Written problem >> Copy exactly the run of lines that begins at the line with "the bird's eye" and ends at the final line of the entries.

Exercise data >>
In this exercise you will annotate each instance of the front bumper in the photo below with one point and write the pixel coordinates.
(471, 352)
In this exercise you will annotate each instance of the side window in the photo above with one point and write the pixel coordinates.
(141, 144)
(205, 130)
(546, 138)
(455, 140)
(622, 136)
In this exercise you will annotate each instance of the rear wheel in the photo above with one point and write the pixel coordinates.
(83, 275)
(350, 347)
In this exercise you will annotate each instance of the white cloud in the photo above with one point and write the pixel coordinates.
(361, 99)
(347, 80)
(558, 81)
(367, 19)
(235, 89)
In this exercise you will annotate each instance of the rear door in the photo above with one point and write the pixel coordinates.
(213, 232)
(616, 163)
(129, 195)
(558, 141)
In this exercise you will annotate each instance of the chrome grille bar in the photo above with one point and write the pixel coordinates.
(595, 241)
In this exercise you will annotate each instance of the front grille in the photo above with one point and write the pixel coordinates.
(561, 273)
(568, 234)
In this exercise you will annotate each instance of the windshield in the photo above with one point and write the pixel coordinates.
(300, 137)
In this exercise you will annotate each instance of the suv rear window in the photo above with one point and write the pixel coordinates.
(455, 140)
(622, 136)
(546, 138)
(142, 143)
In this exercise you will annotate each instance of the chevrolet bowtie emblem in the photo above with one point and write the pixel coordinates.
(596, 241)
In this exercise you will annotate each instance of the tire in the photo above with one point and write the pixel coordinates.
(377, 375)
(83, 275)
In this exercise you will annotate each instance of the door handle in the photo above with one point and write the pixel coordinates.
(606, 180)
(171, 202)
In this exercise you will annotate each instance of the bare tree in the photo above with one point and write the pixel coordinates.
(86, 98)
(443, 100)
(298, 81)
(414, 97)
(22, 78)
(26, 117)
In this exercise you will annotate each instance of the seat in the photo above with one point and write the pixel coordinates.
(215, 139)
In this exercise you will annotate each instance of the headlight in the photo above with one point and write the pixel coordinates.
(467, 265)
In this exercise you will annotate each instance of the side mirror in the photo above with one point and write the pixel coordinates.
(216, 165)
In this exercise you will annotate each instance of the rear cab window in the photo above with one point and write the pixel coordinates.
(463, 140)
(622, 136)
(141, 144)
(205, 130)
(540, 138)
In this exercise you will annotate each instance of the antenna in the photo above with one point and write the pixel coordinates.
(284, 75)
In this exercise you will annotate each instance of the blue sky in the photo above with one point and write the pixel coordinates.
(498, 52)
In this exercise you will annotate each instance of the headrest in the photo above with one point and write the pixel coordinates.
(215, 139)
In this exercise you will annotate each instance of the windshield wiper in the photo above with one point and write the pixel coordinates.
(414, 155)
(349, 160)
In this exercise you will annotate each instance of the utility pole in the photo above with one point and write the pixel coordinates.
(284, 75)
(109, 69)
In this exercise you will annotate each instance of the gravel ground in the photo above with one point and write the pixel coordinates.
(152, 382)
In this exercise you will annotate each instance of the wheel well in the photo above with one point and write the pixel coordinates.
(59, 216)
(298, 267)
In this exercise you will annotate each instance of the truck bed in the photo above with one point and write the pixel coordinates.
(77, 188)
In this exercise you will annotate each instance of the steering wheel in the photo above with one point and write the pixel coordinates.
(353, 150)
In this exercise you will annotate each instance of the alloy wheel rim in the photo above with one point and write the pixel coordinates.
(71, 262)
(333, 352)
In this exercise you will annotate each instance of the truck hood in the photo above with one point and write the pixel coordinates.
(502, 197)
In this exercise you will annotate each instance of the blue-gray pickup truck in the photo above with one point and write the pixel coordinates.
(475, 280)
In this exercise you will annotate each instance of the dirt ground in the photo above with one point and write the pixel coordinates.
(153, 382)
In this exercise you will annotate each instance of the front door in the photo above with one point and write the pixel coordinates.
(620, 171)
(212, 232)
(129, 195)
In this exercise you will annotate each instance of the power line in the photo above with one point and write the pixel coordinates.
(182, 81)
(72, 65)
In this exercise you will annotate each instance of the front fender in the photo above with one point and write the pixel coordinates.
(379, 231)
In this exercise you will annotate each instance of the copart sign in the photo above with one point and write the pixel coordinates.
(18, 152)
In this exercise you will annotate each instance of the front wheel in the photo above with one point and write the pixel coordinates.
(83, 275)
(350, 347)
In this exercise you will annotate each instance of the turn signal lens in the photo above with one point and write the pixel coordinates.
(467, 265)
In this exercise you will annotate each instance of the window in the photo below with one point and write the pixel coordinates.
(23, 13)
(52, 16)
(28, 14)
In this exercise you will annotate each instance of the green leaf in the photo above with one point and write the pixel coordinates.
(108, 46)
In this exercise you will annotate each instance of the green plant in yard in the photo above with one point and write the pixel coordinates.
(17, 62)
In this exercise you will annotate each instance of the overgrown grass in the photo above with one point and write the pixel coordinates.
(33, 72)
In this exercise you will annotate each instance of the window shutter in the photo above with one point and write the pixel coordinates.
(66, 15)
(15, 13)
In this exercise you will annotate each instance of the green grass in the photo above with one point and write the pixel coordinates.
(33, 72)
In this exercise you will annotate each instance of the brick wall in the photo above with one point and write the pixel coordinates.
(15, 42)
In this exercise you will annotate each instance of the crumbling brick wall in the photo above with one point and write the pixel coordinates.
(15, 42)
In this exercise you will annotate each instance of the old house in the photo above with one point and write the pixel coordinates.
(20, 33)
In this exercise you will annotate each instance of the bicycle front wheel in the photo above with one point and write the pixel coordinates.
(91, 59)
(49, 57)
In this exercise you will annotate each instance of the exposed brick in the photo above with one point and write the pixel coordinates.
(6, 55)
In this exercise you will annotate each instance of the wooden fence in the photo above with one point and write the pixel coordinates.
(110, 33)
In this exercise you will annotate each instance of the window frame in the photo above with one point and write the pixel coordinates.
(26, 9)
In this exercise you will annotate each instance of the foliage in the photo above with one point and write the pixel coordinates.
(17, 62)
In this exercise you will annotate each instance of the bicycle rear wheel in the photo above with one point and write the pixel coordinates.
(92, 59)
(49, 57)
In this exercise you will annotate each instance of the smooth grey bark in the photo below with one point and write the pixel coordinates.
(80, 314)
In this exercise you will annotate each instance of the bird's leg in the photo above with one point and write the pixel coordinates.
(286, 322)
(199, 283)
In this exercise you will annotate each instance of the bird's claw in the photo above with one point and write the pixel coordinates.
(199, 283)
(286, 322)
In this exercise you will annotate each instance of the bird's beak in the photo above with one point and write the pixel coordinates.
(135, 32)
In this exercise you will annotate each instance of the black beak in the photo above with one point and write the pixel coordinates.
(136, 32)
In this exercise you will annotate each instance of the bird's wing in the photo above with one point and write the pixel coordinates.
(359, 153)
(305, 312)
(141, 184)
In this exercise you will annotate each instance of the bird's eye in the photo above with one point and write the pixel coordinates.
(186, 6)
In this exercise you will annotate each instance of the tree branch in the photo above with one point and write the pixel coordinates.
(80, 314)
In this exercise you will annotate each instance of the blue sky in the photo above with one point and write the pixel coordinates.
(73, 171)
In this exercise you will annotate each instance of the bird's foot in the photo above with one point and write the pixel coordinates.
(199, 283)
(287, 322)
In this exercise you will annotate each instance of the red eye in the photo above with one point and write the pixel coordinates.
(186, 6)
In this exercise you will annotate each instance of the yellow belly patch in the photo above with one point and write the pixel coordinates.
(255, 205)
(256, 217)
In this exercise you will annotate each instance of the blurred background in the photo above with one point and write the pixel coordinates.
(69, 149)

Solved exercise >>
In this exercise you will annotate each instance of the bird's eye in the photo above with one point and write the pixel coordinates.
(186, 6)
In this exercise you will annotate each instance of the tree branch in the photo above with one point and write the pixel coordinates.
(80, 314)
In this exercise you will annotate each instance of the blue sky in the photo above with one point and write the pixel coordinates.
(73, 171)
In this exercise you will annotate each instance of the bird's foot in the photo above with one point and write the pixel coordinates.
(199, 283)
(287, 322)
In this exercise you will annotate each instance of the red eye in the photo above with one point and write the pixel coordinates.
(186, 6)
In this exercise you will annotate each instance of the yellow belly patch in the photo above with one point and write the pixel coordinates.
(255, 205)
(256, 217)
In this exercise you will annotate each instance of the blurred background in the photo above with one point and write the pixel coordinates.
(69, 149)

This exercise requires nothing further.